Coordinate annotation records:
------------------------
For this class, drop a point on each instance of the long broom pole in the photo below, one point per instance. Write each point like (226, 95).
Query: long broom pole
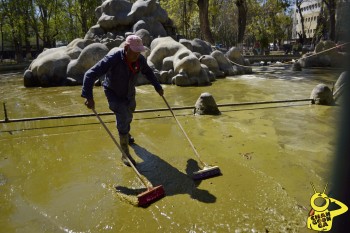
(143, 179)
(188, 139)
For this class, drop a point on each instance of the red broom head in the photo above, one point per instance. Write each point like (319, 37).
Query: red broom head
(151, 195)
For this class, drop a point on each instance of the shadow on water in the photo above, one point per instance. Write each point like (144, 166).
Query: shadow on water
(174, 182)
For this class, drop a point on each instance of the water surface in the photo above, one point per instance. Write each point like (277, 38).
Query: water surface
(61, 175)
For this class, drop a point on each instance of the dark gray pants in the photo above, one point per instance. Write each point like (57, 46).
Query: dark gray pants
(123, 109)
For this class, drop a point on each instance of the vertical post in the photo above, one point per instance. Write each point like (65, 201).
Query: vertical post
(5, 112)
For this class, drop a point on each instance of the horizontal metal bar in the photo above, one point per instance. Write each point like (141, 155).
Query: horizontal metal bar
(7, 120)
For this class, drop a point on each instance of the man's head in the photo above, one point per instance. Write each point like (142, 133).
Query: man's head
(133, 47)
(135, 43)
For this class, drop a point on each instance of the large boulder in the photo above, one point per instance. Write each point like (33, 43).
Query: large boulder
(49, 68)
(322, 95)
(166, 53)
(340, 86)
(88, 57)
(206, 105)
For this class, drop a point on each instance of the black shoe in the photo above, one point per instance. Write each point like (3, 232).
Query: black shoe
(126, 161)
(131, 139)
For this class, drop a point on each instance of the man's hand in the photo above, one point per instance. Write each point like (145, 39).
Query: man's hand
(160, 92)
(90, 103)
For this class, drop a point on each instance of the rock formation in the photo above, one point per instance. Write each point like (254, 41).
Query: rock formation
(183, 63)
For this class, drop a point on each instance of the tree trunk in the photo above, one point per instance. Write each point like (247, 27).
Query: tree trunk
(203, 6)
(331, 7)
(242, 19)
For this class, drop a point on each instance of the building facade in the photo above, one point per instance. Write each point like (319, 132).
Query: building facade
(311, 11)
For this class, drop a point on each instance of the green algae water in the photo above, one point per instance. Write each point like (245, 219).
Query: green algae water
(66, 175)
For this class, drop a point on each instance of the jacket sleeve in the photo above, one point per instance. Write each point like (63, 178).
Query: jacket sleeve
(94, 73)
(148, 72)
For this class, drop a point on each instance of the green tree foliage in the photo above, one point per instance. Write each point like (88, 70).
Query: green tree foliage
(268, 21)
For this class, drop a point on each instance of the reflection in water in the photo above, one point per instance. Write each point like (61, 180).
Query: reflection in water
(159, 172)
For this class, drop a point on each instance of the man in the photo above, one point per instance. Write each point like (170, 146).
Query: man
(121, 68)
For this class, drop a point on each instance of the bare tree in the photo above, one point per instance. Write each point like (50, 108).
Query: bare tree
(203, 6)
(242, 18)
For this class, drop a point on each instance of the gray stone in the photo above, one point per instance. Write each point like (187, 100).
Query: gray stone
------------------------
- Exercise directions
The records above must be printed exactly; the pictures stay out.

- Answer
For this class, drop a point on each instance of the long broom pole in the photo below, one point per instance. Write each point like (226, 95).
Query: long broom pole
(143, 179)
(188, 139)
For this class, drop a point on each instance of the red broom head in the photo above, one point per instance. Write each point like (319, 37).
Query: red broom head
(151, 195)
For this class, drop a point on each instance of the shadow on water in the photo above, one point per instance. Write each point like (144, 166).
Query: shadow on water
(174, 182)
For this class, drop a point on each instance of the water surface in the photo above, one point per instance. Write each point like (277, 38).
Query: water surface
(61, 175)
For this class, drop a point on each instance of the dark gray pants in the photo above, one point per instance. Write each point like (57, 46).
Query: dark gray pants
(123, 109)
For this class, drop a point on each instance of the vertical post in the photo above, one point per instance. Write each point like (65, 201).
Query: vertical post
(5, 112)
For this class, drop a point on each instance of the horizontal metal bar in the photo above, one point per instance. Write each point like (141, 155).
Query: horizontal metal bar
(7, 120)
For this class, drop a point on each instance of the man's head in the photo above, one point per instance. Write each point like (142, 133).
Query: man's head
(133, 47)
(135, 43)
For this class, drop a point on each instance of the large boulder in the photo above, one point per instance. Write each point like (33, 43).
Query: large boulder
(49, 68)
(322, 95)
(166, 53)
(340, 86)
(88, 57)
(206, 105)
For this class, drop a point on each instance of the black shoe in the photo above, one point per instance. Write each point like (3, 232).
Query: black shoe
(126, 161)
(131, 139)
For this class, drop a point on each instance of the man's hand in the photo above, one point per instance. Write each point like (145, 39).
Query: man's hand
(160, 92)
(90, 103)
For this class, drop a point on each instance of the rock formation in the photo above, one point per instance. Write each point like (254, 41).
Query: rock formation
(183, 63)
For this class, drop a point on each instance of the tree trunk in the photo above, one point per instance. Write each point like (247, 27).
Query: tree trunk
(203, 6)
(331, 7)
(242, 19)
For this class, drop a point on each instance of the building facade in the photo above, one point per instance. Write each point like (319, 132).
Query: building facade
(311, 11)
For this class, drop a point on each instance of the green algae water in the photo above, one point per instance. Write each point like (245, 219).
Query: green algae water
(66, 175)
For this class, drop a point on each instance of the jacket sleeve in the photo above, one point per instance. Write each point like (63, 178).
Query: jacket sleeve
(94, 73)
(148, 72)
For this class, drop a point on each instance of the green tree foliage in the photo above, one point per instance. Write each point like (88, 70).
Query: green tree foliage
(268, 21)
For this class, drop a point on each instance of the reflection in water in the photo above, one point per instance. Write each point like (61, 180).
Query: reflection in water
(159, 172)
For this class, drop a point on each instance of the man in the photo above, one point per instance. Write each point like (170, 146).
Query: man
(121, 68)
For this class, drop a point on each instance of the bare tree in the photo above, one point per instance. Write each point like (50, 108).
Query: bare tree
(203, 6)
(242, 18)
For this class, drop a point on each instance of the gray stone in the photo above, one point per instance. Write each point like (187, 100).
Query: gray stone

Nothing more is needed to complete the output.